Return each line of the material below that contains the string "black". Case counts.

Stored items:
• • • • • • •

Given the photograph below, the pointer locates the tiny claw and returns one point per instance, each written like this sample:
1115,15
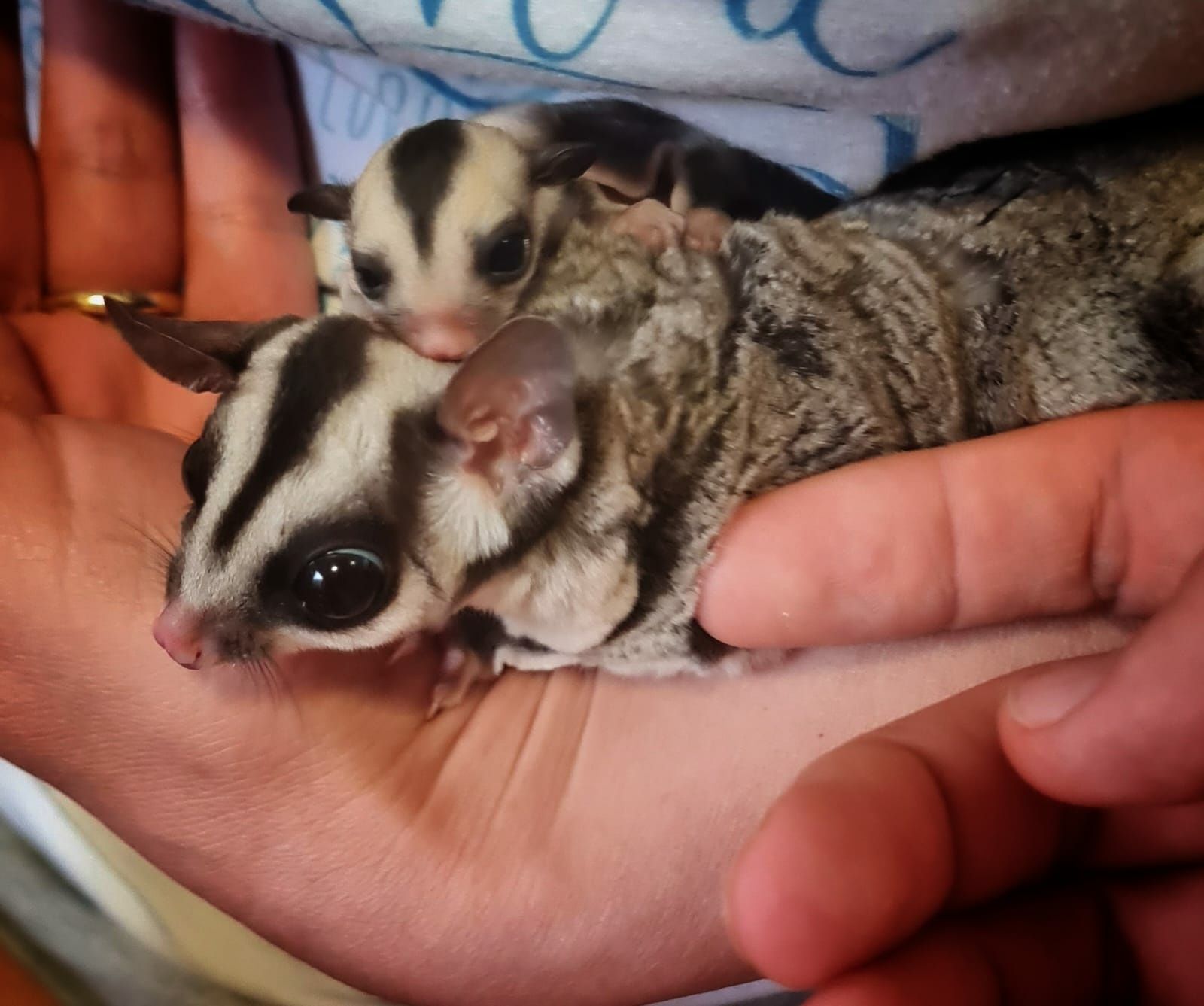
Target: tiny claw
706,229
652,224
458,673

• • • • • • •

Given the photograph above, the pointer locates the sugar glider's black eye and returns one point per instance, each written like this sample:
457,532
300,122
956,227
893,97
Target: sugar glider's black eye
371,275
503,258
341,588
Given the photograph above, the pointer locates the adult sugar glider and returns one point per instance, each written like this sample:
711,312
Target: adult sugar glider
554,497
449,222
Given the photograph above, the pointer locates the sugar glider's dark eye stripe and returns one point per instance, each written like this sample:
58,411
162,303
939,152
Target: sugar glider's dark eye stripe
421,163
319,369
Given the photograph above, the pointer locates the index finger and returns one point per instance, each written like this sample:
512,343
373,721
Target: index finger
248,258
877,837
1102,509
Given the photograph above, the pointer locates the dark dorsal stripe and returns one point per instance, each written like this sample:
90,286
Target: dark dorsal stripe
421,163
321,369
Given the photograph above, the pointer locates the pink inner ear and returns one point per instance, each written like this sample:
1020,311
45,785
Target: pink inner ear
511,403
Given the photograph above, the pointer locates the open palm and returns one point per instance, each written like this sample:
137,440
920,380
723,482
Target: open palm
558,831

• • • • • • •

# Correct output:
Given the photograph above, the pointer locates the sugar glider's black eye and returns one point per instance, each written like this sample:
Target: sugar glider's black eye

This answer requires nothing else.